** Dataset extract follows **

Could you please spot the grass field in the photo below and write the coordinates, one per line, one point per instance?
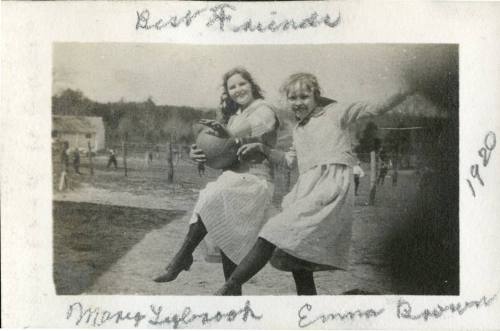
(115, 245)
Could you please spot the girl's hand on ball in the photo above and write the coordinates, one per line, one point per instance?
(217, 129)
(250, 148)
(197, 155)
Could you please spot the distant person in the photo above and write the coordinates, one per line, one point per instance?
(112, 159)
(358, 173)
(157, 152)
(64, 158)
(76, 161)
(201, 169)
(384, 169)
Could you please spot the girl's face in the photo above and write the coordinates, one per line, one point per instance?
(240, 90)
(301, 101)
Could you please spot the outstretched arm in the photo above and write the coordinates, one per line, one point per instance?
(360, 110)
(275, 156)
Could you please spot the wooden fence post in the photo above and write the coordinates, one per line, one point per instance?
(124, 151)
(170, 162)
(373, 177)
(91, 163)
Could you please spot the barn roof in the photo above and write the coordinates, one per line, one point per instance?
(77, 124)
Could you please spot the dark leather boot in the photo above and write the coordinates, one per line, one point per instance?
(184, 257)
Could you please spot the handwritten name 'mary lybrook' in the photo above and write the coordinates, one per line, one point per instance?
(97, 317)
(222, 18)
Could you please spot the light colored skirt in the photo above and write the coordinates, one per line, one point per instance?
(233, 209)
(316, 221)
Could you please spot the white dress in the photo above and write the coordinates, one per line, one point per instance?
(235, 206)
(316, 221)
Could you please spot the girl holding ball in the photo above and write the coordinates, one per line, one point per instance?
(232, 210)
(313, 232)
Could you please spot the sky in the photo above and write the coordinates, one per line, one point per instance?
(191, 75)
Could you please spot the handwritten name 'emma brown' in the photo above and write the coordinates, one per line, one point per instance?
(222, 18)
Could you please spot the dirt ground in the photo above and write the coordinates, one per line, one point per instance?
(113, 234)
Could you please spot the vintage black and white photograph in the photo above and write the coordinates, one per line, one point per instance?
(269, 170)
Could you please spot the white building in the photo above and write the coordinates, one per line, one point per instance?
(78, 130)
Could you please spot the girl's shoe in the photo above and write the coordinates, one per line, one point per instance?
(229, 289)
(174, 269)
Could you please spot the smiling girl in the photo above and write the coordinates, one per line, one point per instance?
(233, 209)
(313, 232)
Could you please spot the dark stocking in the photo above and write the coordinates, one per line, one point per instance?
(304, 282)
(228, 267)
(255, 260)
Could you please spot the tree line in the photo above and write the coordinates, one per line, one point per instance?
(143, 122)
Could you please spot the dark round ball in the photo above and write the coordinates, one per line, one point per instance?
(220, 152)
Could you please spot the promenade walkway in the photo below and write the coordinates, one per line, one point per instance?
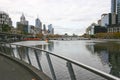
(9, 70)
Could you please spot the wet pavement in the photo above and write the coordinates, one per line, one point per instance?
(10, 70)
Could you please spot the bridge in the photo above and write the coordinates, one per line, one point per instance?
(23, 65)
(10, 37)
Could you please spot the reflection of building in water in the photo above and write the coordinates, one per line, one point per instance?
(22, 51)
(109, 53)
(51, 46)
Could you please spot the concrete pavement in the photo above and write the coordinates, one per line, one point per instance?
(9, 70)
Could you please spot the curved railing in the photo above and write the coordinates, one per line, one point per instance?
(32, 56)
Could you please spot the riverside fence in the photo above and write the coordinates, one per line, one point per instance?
(55, 66)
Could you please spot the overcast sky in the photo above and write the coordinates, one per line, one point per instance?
(67, 16)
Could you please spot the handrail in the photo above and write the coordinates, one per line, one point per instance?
(69, 62)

** End of Dataset extract **

## Your assignment
Copy out the whole listing exactly. Skip its pictures.

## Answer below
Could you please spot the grass field in the photo below and write the coordinates, one per line, one point per instance?
(115, 245)
Could you please spot the girl's hand on ball in the photo above and write the coordinates, one per line, one point per instance?
(217, 129)
(250, 148)
(197, 155)
Could you please spot the distant person in the photo above and write the coordinates, one per line, one point per instance?
(112, 159)
(358, 173)
(157, 152)
(64, 158)
(76, 161)
(201, 169)
(384, 169)
Could you please spot the girl's face in the photo above and write the coordinates, one per line, one point per instance?
(240, 90)
(301, 101)
Could you please spot the outstretched arm in the photo above and write the coordinates, one per line, one point per instance?
(360, 110)
(275, 156)
Could you please spot the wooden fence post in the photo above and write the coordinates, one per line, one point per instance?
(124, 151)
(170, 162)
(373, 177)
(91, 163)
Could you please spot the barn roof in the photo above and write the coordinates, one per line, one point per instance?
(77, 124)
Could you please spot the dark leather boot in the photo above and write the coordinates, one per line, one point per instance?
(184, 257)
Could you please spot the handwritten name 'mary lybrook' in the photo above and write the coordinates, one per line, one point per instance?
(97, 317)
(222, 18)
Could you please spot the light colored skirt in the photo above and write the coordinates, one per line, one point per instance?
(233, 209)
(316, 221)
Could you please spot the white dress in the photo above and write the coordinates, one per line, one point per instance?
(235, 206)
(316, 221)
Could you please spot the girl holding ball in the photo above and write the coordinates, one per line, one point per instance?
(232, 210)
(313, 232)
Could you please spot the sky in the photo above and write the coordinates, one per line, one point per instance?
(191, 75)
Could you please spot the handwritten name 'emma brown' in the photo above and write the coordinates, one per line, one point per instance?
(222, 18)
Could you please spot the dirt ground in the photo above and write the coordinates, one per line, one point per instance?
(113, 234)
Could you please spot the vintage black and white photograph in the photo above and write the coordinates, one per line, one point per instance?
(269, 170)
Could you please spot the white building in the photo above and write the coordinates, one per line, one point per instance?
(78, 130)
Could you please spot the girl's shoe in the photo above and write the coordinates, one per line, one point per instance?
(229, 289)
(174, 269)
Could you please spot the smiling girl in the photo above and write the coordinates, one per line, one point per instance?
(233, 209)
(313, 232)
Could you please spot the dark stocking in the photo above and write the coordinates, one per line, one point per instance?
(304, 282)
(228, 267)
(255, 260)
Could you please spot the tree line in the photo above and write the coordinates, one per line, one point per instance?
(143, 122)
Could you please spot the dark round ball in the photo above and write the coordinates, one per line, one point per instance?
(220, 152)
Could you please spot the promenade walkway in the photo below and write the coordinates, one per line, one point per instance?
(9, 70)
Could you please spot the wet pavement in the photo above and write the coordinates, one per line, one point per instance?
(10, 70)
Could you please spot the bridge in the photo above and write the coordinates, one per line, one point per instance?
(23, 65)
(10, 37)
Could you please spot the reflection of building in water in the photo above and write the coordinates, one per line, one point per instance?
(22, 51)
(109, 53)
(51, 46)
Could you please spot the concrete pavement in the photo above and write the coordinates, one per line, one point per instance?
(9, 70)
Could you please spot the curved railing in the photo above and write the coordinates, one per line, one point per instance?
(32, 56)
Could you please spot the riverside fence in the photo above and write the coordinates, one per line, one point per instance?
(55, 66)
Could you please spot the overcast sky in the photo above and write the coordinates, one per line, one point per instance?
(67, 16)
Could you please spot the handrail in the photo above and write the coordinates, one per line, one point per instance?
(69, 62)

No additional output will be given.